======== Task data ========

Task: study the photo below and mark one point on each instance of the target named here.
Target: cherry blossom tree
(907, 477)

========
======== Task data ========

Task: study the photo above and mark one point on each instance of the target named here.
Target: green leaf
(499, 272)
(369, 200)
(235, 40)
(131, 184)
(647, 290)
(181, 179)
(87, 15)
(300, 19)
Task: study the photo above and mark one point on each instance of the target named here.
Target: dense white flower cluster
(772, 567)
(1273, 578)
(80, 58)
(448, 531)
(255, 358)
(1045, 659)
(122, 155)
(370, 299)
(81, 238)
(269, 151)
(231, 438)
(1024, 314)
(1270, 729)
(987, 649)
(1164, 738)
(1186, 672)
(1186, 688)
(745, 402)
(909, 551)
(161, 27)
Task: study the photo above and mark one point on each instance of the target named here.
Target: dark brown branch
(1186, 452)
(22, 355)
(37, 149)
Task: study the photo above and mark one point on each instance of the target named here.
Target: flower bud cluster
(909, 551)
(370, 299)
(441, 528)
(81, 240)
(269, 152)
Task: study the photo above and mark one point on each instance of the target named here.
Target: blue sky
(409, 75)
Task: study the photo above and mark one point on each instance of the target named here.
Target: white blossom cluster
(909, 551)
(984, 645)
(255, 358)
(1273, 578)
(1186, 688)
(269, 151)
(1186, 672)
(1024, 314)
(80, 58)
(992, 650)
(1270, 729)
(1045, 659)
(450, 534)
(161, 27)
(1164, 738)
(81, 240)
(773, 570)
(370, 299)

========

◆ **The task**:
From the listing above, copy out every line that contains the word "blossom".

◆ **Result of this exercise**:
Target: cherry blossom tree
Target: white blossom cluster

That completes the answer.